* [Problem]: Go through the listing and copy each line that has the string "soccer" in it.
____ Supplied records
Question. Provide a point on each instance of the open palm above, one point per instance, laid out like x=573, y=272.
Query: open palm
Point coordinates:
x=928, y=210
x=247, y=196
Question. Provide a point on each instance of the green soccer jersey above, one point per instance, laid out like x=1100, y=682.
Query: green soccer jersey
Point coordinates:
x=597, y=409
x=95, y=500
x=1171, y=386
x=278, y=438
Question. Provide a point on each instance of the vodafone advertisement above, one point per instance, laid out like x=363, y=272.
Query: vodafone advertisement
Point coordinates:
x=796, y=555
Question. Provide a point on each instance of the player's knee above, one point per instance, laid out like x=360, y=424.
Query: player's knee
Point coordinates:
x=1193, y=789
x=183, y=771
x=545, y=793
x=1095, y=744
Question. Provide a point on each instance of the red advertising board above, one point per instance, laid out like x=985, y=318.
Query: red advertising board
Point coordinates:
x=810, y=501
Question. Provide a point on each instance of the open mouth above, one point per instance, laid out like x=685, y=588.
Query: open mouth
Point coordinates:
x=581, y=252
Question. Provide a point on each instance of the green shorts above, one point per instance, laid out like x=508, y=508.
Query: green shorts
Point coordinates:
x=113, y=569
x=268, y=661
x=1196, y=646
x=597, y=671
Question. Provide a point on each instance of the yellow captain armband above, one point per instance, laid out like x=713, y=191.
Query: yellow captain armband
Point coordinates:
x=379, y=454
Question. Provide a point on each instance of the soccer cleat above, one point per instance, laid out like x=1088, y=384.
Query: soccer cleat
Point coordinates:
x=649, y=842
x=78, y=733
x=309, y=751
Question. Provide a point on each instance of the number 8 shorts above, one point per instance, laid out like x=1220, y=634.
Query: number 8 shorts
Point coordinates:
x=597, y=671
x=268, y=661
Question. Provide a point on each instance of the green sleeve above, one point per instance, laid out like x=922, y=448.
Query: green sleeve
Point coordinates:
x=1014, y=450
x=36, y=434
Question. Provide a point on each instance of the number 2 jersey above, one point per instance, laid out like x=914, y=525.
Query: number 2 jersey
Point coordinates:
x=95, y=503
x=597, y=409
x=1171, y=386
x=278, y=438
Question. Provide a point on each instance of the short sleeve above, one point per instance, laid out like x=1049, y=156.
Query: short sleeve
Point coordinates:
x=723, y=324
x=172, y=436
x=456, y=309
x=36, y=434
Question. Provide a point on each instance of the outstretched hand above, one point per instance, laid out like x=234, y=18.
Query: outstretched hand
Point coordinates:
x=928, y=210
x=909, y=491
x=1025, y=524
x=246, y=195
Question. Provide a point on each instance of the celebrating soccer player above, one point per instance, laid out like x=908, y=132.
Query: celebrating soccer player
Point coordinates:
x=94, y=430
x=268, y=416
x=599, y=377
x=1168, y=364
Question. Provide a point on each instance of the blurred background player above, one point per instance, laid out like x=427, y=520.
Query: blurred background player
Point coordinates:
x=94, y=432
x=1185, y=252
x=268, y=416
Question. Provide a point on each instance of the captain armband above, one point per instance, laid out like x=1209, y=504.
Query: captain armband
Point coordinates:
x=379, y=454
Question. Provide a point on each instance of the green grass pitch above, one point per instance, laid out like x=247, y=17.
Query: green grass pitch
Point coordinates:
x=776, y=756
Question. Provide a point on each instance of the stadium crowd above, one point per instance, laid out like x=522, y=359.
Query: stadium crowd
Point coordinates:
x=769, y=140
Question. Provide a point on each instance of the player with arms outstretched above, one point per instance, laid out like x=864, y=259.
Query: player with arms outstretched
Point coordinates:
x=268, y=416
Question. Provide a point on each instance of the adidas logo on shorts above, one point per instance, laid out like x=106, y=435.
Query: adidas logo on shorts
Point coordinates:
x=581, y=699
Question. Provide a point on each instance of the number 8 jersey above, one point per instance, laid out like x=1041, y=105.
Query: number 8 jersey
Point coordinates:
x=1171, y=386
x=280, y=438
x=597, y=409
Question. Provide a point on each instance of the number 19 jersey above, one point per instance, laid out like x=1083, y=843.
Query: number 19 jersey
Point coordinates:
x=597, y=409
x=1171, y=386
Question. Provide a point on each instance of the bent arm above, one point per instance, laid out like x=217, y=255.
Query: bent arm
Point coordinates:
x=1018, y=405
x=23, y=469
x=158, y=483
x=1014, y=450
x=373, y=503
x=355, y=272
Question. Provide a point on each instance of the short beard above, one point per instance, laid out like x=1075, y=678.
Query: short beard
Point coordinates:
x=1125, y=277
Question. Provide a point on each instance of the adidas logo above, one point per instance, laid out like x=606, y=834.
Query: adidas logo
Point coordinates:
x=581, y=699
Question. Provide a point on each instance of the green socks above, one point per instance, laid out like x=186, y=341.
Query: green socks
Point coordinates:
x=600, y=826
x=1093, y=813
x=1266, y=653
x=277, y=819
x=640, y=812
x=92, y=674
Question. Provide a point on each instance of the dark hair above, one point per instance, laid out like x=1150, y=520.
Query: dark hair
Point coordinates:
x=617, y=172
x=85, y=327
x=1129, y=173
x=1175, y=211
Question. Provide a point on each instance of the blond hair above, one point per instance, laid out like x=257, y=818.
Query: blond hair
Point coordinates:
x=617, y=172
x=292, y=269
________
* [Task answer]:
Question. Provide a point on each instance of the green soccer jersey above, one point per instance, laid out like x=1100, y=682.
Query: green soccer jersey
Question. Provide a point on each instance of the soccer cleat above, one point per instance, laid out like x=1088, y=384.
Query: soccer cleat
Question. Provide a point on each instance of the celebrating soccer player above, one point per instance, laid out like x=908, y=132.
Query: celebrating soccer player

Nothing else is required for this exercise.